**Selected passage**

Classification: Murderer
Characteristics: Motivated by a combination of delusion, ambition, and political idealism
Number of victims: 1
Date of murder: October 28, 1893
Date of arrest: Same day
Date of birth: April 18, 1868
Victim profile: Carter Henry Harrison Sr., 68 (Chicago Mayor)
Method of murder: Shooting (.38 revolver)
Location: Chicago, Cook County, Illinois, USA
Status: Executed by hanging on July 14, 1894
photo gallery

Patrick Eugene Joseph Prendergast (April 18, 1868 July 14, 1894) was the assassin of Chicago Mayor Carter Harrison, Sr.


Prendergast was born in Ireland. His grandfather was reported to have died insane while his mother had "repeated attacks of hysterics" and his father died of consumption. At the age of 4 Prendergast was reported to have suffered a severe head injury from a fall, from which he was unconscious for a long period of time and suffered vomiting for four weeks after. He was described as a peculiar child, solitary, irritable and excitable, with a poor memory who did poorly in school. He left home at 16 because of imaginary persecution and by 18 had developed grandiose ideas of his capabilities and became a fanatic for the single-tax promoted by Henry George.

**What this exercise asks**
(A) Using the passage on Patrick Prendergast, explain why he left home at 16.
(B) According to the passage on Patrick Prendergast, in what country was he born?
(C) Reproduce the passage on Patrick Prendergast word for word, everything from "Classification: Murderer" down to "68 (Chicago Mayor)".

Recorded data

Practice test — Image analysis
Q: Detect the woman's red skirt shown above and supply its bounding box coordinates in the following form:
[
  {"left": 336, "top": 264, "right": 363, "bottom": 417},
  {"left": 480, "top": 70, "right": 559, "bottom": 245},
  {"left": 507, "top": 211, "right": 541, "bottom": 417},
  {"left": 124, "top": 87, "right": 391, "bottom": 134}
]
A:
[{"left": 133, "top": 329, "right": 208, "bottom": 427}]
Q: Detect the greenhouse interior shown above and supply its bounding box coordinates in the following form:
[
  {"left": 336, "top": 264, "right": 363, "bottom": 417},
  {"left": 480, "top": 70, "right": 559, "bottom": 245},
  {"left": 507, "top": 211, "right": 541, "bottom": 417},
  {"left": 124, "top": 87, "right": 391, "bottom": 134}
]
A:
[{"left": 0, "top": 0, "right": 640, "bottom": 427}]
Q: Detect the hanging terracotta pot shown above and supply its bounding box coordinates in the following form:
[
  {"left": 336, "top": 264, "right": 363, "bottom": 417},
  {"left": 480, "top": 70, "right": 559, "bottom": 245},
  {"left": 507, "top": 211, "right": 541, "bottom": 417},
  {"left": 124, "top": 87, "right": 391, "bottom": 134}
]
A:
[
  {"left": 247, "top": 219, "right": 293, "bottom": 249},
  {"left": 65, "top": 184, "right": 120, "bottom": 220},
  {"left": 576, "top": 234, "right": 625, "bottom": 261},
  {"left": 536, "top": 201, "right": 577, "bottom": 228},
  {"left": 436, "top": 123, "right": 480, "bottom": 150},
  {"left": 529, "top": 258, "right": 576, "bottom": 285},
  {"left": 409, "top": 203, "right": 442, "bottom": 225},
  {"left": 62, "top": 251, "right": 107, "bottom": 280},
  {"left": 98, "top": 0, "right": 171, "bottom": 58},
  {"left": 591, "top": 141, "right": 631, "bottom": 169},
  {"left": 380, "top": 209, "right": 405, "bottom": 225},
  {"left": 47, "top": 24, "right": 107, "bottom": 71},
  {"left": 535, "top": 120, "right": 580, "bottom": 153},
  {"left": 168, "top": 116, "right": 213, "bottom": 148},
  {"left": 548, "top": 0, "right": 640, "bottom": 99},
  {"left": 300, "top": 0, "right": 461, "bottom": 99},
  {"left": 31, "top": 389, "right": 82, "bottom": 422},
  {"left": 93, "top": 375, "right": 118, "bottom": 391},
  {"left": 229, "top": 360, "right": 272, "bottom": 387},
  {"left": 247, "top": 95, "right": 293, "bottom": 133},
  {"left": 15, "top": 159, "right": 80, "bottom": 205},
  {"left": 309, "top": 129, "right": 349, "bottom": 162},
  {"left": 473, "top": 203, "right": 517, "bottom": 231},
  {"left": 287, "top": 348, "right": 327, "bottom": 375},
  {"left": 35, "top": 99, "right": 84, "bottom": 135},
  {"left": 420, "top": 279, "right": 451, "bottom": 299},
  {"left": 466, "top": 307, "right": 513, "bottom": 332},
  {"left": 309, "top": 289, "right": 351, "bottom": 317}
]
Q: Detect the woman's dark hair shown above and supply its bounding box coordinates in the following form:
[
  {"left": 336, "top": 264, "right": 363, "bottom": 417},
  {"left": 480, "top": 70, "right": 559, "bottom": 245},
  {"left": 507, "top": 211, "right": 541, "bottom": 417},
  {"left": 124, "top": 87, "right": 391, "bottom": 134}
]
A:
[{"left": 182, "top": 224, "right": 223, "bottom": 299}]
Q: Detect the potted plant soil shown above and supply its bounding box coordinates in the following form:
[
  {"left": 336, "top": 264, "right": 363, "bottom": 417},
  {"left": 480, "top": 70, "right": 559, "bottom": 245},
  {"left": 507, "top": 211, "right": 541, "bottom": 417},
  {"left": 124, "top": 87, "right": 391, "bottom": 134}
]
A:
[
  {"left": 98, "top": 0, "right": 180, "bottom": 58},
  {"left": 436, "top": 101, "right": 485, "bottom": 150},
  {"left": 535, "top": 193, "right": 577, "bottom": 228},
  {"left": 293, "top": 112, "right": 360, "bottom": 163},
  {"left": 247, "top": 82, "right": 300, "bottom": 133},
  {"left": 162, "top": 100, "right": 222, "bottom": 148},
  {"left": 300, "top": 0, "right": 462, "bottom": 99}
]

**Answers to the problems**
(A) He left home at 16 because of imaginary persecution.

(B) Ireland.

(C)
Classification: Murderer
Characteristics: Motivated by a combination of delusion, ambition, and political idealism
Number of victims: 1
Date of murder: October 28, 1893
Date of arrest: Same day
Date of birth: April 18, 1868
Victim profile: Carter Henry Harrison Sr., 68 (Chicago Mayor)